* **ESTRATTO DELLA PAGINA**:

○ ○ ○ ○

Bahbah, che attualmente si trova al Cairo, ha incontrato di recente il funzionario di Hamas Ghazi Hamad. “Hamas comprende perfettamente la necessità di trovare una soluzione rapida alla situazione a Gaza”, ha detto Bahbah.

Sebbene Hamad sia un membro di lunga data di Hamas e sia stato il principale punto di contatto con Bahbah, non ha l’autorità per concludere alcun accordo per il movimento di resistenza islamico. Allo stesso modo, Bahbah non è un funzionario del governo degli Stati Uniti e deve ottenere da Witkoff l’approvazione di qualsiasi decisione o offerta. “Sto trasmettendo le considerazioni di Hamas a Witkoff e all’amministrazione statunitense”, ha detto. “Sono anche limitato a ciò che Witkoff mi permette di fare. Gli trasmetto tutte le informazioni e la decisione spetta a lui”.

○ ○ ○ ○

* **AZIONI RICHIESTE**:
[1] Ricopia parola per parola dall'estratto su Bahbah e Hamas il passo da "Bahbah, che attualmente" a "ha detto Bahbah.".
[2] Secondo l'estratto su Bahbah e Hamas, in quale città si trova attualmente Bahbah?
[3] Prosegui l'estratto su Bahbah e Hamas oltre la sua ultima frase.
Le voci riportate non hanno alcun ruolo in questo lavoro.

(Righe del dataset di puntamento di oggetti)
○ ○ ○ ○

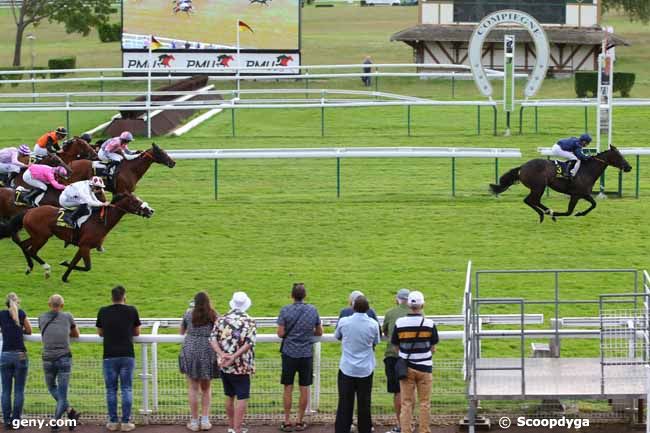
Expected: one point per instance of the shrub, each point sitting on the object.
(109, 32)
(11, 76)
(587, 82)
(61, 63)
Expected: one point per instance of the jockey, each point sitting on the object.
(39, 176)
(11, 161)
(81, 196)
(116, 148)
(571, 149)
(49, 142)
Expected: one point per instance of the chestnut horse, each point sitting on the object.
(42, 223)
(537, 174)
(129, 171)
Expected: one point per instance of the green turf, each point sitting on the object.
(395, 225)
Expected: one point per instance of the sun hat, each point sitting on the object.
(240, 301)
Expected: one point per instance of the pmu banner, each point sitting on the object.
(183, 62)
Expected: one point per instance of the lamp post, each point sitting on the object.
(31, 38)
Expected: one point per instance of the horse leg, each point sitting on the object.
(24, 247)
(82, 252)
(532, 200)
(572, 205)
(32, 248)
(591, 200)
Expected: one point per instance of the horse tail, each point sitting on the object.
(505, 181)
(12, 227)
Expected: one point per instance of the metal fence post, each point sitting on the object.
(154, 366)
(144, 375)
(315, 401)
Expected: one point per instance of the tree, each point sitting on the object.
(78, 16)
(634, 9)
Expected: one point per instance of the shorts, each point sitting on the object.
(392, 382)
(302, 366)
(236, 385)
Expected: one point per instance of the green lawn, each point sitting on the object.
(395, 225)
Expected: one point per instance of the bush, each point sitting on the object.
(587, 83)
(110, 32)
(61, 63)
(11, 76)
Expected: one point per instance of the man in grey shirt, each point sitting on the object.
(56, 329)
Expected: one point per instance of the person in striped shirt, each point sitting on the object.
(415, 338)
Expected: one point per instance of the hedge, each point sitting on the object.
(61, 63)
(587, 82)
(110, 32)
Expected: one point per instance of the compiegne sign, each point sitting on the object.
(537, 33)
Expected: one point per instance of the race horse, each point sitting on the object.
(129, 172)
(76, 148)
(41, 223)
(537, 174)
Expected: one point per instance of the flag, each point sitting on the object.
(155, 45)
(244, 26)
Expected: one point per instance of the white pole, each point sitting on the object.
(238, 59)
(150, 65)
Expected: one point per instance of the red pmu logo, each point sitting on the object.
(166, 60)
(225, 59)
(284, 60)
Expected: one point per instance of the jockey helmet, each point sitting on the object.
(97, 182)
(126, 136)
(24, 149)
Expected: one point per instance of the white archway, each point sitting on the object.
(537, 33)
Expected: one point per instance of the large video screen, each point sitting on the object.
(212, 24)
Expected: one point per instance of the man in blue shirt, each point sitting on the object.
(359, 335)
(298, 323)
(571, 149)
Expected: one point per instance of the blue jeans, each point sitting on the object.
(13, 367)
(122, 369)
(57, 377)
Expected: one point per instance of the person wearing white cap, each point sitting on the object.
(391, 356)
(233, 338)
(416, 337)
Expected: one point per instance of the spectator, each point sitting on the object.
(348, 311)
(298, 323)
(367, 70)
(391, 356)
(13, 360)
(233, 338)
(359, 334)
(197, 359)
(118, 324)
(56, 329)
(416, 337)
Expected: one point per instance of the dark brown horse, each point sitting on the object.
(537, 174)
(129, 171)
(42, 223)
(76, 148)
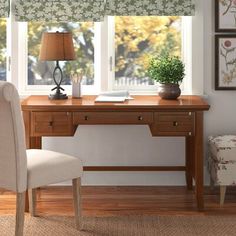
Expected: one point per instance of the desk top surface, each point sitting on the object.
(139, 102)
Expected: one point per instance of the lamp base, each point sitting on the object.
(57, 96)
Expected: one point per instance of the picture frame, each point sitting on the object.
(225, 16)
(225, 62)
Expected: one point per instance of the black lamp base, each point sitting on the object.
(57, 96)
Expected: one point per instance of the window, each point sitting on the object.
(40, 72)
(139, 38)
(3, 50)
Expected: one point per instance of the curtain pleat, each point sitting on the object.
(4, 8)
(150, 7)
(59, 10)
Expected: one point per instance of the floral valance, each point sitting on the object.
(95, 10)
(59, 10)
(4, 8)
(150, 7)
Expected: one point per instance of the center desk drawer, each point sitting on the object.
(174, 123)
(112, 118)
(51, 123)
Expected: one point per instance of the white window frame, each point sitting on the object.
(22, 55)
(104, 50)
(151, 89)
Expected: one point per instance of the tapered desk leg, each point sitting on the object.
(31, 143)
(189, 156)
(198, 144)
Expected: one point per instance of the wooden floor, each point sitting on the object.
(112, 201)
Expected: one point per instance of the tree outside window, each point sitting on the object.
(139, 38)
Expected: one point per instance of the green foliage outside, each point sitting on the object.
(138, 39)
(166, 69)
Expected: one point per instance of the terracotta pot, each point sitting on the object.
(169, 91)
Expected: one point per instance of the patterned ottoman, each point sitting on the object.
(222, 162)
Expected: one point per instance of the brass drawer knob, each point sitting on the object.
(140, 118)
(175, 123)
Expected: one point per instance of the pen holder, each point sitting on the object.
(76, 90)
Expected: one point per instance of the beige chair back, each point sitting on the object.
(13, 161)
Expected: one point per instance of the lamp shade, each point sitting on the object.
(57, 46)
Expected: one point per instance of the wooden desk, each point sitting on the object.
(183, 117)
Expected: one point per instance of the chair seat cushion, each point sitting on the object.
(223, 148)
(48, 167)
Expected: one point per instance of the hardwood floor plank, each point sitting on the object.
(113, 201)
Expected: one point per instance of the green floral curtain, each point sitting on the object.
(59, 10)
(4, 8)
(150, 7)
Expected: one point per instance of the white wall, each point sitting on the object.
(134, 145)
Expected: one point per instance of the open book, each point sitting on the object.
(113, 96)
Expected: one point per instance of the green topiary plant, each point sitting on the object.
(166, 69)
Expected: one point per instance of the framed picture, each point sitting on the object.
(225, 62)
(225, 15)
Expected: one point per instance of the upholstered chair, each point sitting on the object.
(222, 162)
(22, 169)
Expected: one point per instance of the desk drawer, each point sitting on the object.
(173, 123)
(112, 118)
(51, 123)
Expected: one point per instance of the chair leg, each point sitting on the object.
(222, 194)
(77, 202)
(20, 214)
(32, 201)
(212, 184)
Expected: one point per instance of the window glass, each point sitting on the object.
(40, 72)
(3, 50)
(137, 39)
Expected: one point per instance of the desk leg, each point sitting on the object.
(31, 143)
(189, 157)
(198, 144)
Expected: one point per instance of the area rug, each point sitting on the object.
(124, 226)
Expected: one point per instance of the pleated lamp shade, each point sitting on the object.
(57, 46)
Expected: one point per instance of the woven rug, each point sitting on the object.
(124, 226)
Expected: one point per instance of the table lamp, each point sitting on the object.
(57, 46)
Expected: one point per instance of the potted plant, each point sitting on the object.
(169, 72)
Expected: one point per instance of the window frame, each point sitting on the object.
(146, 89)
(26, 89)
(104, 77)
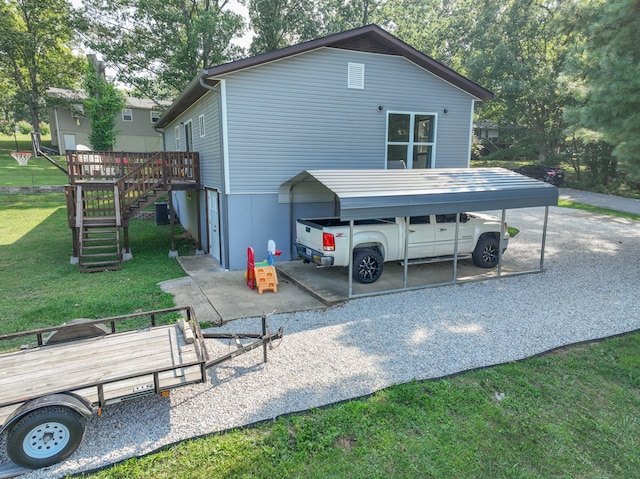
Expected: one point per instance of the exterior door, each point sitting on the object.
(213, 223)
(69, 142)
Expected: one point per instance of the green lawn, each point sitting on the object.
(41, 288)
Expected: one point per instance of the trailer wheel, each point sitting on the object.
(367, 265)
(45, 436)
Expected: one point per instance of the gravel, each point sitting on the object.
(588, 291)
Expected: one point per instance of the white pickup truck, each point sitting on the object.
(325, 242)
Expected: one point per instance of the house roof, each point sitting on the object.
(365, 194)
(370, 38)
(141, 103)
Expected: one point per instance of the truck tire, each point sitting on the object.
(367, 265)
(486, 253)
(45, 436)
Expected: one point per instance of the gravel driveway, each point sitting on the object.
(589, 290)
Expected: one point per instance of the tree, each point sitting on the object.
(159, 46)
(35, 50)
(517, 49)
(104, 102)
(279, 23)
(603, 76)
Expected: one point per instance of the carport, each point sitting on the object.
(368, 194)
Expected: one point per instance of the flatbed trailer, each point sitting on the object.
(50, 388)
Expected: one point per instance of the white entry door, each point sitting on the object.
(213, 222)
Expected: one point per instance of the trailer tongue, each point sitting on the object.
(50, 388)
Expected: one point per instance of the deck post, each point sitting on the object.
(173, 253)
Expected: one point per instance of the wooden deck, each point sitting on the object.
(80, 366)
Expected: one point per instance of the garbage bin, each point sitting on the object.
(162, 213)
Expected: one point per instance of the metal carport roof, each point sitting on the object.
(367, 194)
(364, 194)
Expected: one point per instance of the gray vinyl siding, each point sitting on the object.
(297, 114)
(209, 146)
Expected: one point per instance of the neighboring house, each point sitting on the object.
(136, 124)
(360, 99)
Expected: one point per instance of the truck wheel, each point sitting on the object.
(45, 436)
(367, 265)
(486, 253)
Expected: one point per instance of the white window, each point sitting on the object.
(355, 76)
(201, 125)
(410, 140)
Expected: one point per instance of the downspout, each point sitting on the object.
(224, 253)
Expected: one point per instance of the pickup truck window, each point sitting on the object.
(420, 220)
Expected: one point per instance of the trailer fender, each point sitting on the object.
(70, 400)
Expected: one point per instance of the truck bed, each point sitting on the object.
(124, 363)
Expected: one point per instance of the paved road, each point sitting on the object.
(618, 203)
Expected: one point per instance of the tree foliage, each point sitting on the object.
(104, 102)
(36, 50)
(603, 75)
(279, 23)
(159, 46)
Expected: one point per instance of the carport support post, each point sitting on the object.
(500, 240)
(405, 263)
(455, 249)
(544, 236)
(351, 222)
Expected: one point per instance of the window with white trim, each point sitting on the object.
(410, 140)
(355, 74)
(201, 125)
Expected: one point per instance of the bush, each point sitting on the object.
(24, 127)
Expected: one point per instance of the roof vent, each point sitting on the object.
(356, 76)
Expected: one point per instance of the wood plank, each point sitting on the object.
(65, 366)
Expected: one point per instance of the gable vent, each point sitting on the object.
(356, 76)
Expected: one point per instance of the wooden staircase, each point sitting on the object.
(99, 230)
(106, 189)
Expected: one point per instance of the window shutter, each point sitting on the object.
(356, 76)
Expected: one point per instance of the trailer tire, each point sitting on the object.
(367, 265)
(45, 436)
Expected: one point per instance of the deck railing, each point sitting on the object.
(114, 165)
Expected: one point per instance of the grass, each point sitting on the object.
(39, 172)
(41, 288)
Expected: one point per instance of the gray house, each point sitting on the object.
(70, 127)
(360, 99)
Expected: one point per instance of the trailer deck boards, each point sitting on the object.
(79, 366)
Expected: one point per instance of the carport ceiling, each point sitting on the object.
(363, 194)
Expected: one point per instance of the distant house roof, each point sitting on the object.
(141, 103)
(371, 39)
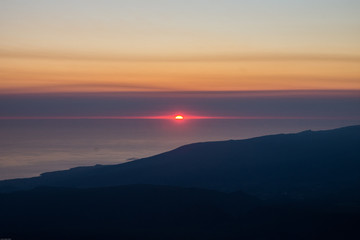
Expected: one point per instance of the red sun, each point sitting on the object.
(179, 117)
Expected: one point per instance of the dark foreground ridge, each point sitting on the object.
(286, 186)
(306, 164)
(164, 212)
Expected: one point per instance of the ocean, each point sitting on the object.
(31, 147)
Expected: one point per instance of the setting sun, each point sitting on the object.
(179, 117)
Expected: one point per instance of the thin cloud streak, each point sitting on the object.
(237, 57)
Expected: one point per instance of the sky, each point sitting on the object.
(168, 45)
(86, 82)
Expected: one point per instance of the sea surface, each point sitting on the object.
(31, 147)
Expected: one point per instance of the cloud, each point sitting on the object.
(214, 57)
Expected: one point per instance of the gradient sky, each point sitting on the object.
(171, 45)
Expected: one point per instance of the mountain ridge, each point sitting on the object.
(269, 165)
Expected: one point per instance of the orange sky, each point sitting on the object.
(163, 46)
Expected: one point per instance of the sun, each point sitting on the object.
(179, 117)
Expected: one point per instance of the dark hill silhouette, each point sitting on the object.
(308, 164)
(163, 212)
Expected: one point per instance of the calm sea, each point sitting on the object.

○ ○ ○ ○

* **LE RISPOSTE**:
[1]
Bahbah, che attualmente si trova al Cairo, ha incontrato di recente il funzionario di Hamas Ghazi Hamad. “Hamas comprende perfettamente la necessità di trovare una soluzione rapida alla situazione a Gaza”, ha detto Bahbah.

[2] Al Cairo.

[3]
Hamas ha confermato a Drop Site che continua a impegnarsi con i mediatori statunitensi, qatarioti ed egiziani, anche se fonti all’interno del movimento avvertono che non sono stati fatti passi sostanziali verso il raggiungimento di un accordo. La posizione di Hamas rimane quella di ritenere che sia l’insistenza di Israele nel riservarsi il diritto di riprendere il genocidio in qualunque momento il principale ostacolo al raggiungimento di un accordo. In un post su Facebook, martedì, Bahbah ha scritto: “La delegazione israeliana è stata convocata al Cairo” per riavviare i colloqui per il cessate il fuoco. “Hamas ci ha informato di essere pienamente pronto ad avviare i negoziati ora”.

Una valutazione interna di Hamas della situazione attuale – diffusa mercoledì e ottenuta da Drop Site – affermava: “Trump sta cercando di capitalizzare quanto accaduto in Iran per trovare un accordo con Gaza, e le sue recenti dichiarazioni sui progressi nei negoziati lo indicano. Israele parla di progressi, ma senza concordare l’effettiva fine della guerra”.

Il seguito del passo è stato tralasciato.